#### Data to use:
------------------------------------

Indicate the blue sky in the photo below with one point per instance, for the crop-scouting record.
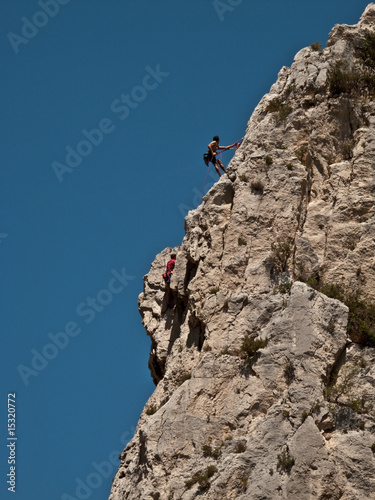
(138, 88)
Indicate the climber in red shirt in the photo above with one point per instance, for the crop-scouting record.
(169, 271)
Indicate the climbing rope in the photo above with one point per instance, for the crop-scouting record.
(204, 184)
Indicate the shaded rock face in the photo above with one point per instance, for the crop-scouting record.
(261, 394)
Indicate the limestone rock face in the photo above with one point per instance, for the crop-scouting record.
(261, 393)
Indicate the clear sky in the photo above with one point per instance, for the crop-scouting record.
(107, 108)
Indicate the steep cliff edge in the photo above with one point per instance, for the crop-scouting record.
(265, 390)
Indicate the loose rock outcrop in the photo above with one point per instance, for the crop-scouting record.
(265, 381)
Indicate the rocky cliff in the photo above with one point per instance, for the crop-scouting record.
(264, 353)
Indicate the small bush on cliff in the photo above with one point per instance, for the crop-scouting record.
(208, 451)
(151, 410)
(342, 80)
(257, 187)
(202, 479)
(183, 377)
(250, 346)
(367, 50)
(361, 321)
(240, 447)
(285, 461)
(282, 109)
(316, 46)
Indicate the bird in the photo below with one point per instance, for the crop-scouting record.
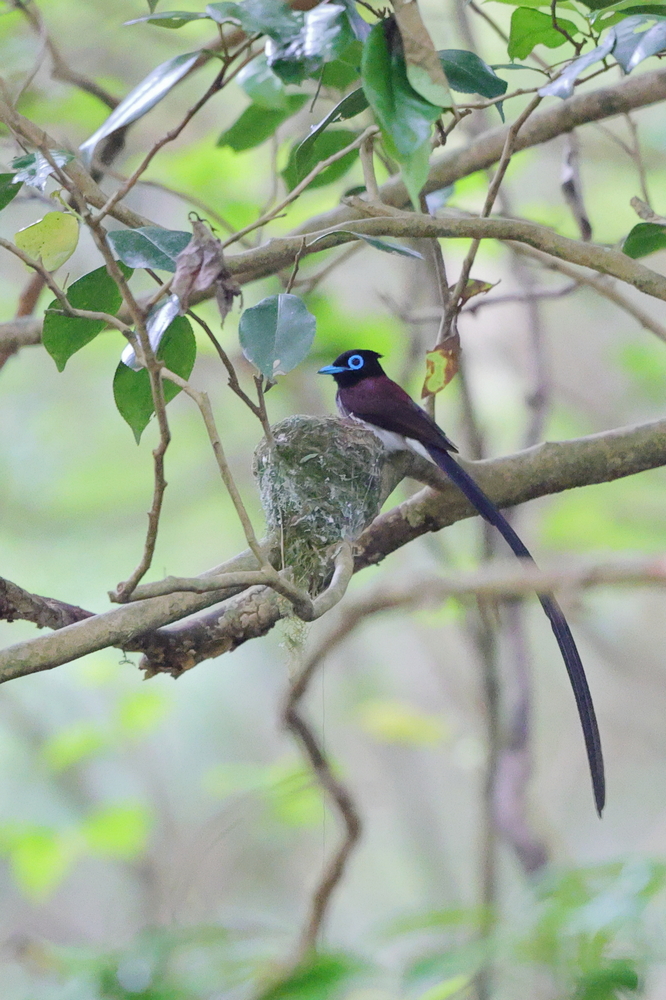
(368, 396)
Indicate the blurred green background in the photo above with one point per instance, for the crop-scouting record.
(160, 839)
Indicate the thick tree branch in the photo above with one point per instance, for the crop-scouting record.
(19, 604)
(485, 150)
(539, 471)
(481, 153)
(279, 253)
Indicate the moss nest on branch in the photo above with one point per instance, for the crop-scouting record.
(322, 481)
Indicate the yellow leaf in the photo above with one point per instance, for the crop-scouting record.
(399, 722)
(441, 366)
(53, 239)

------------------------------------

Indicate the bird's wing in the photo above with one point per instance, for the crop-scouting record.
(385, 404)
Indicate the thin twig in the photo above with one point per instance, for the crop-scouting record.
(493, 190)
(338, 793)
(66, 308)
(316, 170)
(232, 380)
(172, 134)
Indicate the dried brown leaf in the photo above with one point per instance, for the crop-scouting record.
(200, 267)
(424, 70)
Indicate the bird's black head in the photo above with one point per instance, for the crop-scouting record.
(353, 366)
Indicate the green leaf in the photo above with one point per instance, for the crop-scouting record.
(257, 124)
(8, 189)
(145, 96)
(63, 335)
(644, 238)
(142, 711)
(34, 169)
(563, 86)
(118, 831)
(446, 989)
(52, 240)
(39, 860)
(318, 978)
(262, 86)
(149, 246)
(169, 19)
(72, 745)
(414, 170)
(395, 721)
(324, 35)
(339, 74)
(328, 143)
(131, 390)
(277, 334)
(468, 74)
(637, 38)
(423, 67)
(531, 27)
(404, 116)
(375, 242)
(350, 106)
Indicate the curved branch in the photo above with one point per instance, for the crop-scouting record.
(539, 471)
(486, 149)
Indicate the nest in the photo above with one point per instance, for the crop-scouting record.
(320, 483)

------------------------------------

#### Exercise aim:
Count the lines of the data above that contain the string "bird", and reply with the number only.

#### Exercise response:
3